Dataset records:

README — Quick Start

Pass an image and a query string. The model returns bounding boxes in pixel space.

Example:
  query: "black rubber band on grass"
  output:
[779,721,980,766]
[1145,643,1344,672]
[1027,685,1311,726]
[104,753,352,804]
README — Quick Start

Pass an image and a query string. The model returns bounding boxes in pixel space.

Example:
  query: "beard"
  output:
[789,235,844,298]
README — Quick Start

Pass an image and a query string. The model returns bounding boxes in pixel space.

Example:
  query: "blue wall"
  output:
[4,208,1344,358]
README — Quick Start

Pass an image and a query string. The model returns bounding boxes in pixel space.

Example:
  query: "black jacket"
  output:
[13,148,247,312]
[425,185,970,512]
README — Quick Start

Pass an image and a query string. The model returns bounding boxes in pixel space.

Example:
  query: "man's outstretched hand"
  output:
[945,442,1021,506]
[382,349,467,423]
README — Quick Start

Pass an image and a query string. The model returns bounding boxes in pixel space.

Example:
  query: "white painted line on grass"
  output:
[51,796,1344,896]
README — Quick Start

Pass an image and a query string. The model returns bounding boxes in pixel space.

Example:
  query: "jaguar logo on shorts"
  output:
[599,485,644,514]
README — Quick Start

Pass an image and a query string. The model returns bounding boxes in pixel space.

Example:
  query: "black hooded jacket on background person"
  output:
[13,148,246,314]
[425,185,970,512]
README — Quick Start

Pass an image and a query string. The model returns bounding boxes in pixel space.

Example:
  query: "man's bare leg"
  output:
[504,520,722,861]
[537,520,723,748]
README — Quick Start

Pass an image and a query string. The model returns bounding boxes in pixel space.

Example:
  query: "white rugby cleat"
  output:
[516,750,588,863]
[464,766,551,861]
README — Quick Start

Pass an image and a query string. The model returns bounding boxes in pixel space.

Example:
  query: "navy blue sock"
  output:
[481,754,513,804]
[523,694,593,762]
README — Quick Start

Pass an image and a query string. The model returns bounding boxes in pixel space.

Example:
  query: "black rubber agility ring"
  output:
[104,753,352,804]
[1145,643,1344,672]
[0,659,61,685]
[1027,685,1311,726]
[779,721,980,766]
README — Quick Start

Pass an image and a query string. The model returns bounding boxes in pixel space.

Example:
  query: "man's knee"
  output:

Set problem: Revise the material above by changing every "pixel space" to "image coordinates" and leaving everything else untouched.

Problem solution:
README — Quick Start

Pass an image and a query string. The model returns bounding boxes in image coordinates.

Example:
  query: "black rubber band on grass"
  output:
[779,721,980,766]
[1145,643,1344,672]
[1027,685,1311,726]
[104,753,352,804]
README — Quick Start

Pass an image and a query string. The model returns bounding boxes in image coordinates.

Example:
  query: "beard"
  output:
[789,235,844,298]
README — Quick Start

Pass an image and a query string. The model returns bounding boxes in image coordinates.

Example:
  query: "blue wall"
  output:
[4,208,1344,358]
README — Quick Start

Pass an image and a query string. The model returns bounding boxes in image coordinates.

Example:
  query: "black jacket"
  output:
[13,148,247,312]
[425,185,970,512]
README — Quick Start

Pass an image and a query string. The model returns bounding boxes in image coordinates.

Example:
  query: "man's outstretched hand"
  output:
[945,442,1021,506]
[382,349,467,423]
README — Quick Start

Pass an image and a query string. The model returns bounding boxes in image coordinates.

Example:
  query: "white painted line on grass"
  output:
[51,796,1344,896]
README — Quick Start

Pass an image and a query string. The model returns bounding boxes in image coordinates.

Example:
  query: "jaguar logo on shorts"
  output:
[599,485,644,514]
README — Quick Start

Pass an image and a query string. The model returns bounding boxes in image coordinates.

Example:
  query: "black hooded jacket on background person"
  output:
[13,148,246,314]
[425,185,970,512]
README — Quick Start

Pass an image and a query string. The model returns bounding boxes in image coordinates.

Example:
  query: "man's bare leg"
  output:
[504,520,722,861]
[537,520,723,748]
README — Quick Start

Pass an image and a query string. The model returns bounding boxes in image coordinates.

Example:
  query: "white rugby cleat"
  output:
[516,750,588,863]
[464,766,551,861]
README — Quick Start

Pass an image and a query string. The model returns bounding boxes in image coordinates.

Example:
  query: "navy blue sock"
  output:
[481,754,513,804]
[523,694,593,762]
README — Quick Start

Pass an image and a query string. The model returns bounding boxes in image coordinates.

Example:
  query: "black rubber agility ring"
  output:
[104,753,352,804]
[1145,643,1344,672]
[0,659,61,685]
[1027,685,1311,726]
[779,721,980,766]
README — Quick Start

Pass an image and a query string. The model returns bounding boxes in image coordinates.

Example:
  query: "man's knee"
  output:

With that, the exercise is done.